(Point localization data)
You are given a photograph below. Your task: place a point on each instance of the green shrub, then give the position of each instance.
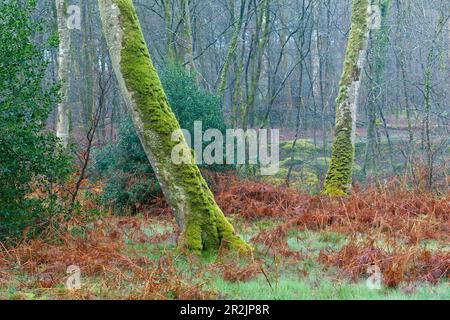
(31, 160)
(123, 166)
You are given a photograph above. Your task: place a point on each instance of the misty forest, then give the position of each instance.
(224, 149)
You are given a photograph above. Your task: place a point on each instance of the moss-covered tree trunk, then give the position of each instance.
(63, 111)
(203, 224)
(339, 178)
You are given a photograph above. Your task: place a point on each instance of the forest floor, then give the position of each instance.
(306, 247)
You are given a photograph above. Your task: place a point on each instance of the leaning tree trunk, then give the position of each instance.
(204, 226)
(63, 113)
(339, 178)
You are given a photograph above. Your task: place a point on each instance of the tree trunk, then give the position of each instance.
(204, 226)
(339, 178)
(63, 113)
(231, 49)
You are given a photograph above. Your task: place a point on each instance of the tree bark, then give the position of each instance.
(63, 113)
(339, 178)
(203, 225)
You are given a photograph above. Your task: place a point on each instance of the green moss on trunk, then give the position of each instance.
(339, 176)
(205, 226)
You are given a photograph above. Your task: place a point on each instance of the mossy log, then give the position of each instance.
(339, 178)
(203, 224)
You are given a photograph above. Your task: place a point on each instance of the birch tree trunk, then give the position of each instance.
(231, 49)
(339, 178)
(204, 226)
(63, 112)
(248, 119)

__ACTIVITY__:
Output the entries above exactly. Do not include the pictures.

__SOLUTION FOR THIS TASK__:
You are given a photograph below. Your task: place a point on each instance of the green shrub, then give the position of each instance.
(31, 160)
(123, 166)
You are given a photograph above. Your task: place a point on each instance of the misty forest, then give the position of each instance.
(224, 149)
You are given a photograph above. Your task: place a point on each instance of the moss-covered tree trunk, then give the position of each instance.
(63, 111)
(203, 224)
(339, 178)
You are given a photograph above. Your task: place a point on each instance of the forest floor, then give the position of each instance.
(306, 247)
You are given a photograph above. Your task: place a point on each instance of the leaning tree trunk, then give the position of each instance.
(204, 226)
(63, 113)
(339, 178)
You are given a photograph above. Your task: place a point on each instance of the tree trunk, then give the position of each instance.
(204, 226)
(339, 178)
(63, 113)
(231, 49)
You are given a photograph above. Your task: place a point on each instance of the tree bark, then give the position of each instance.
(63, 113)
(339, 178)
(203, 225)
You are given a photograph above. Your task: place a point on each instance of the green moss on trunk, then give the position of each instance.
(339, 176)
(205, 226)
You are given a photograph above. Your task: place a point on each instance of the mossy log, then give the position of each instance.
(339, 178)
(203, 224)
You are given a photograph above. Your task: place a point on each instance of the birch tree trunk, then give the position of each instance.
(231, 49)
(339, 178)
(204, 226)
(63, 112)
(248, 119)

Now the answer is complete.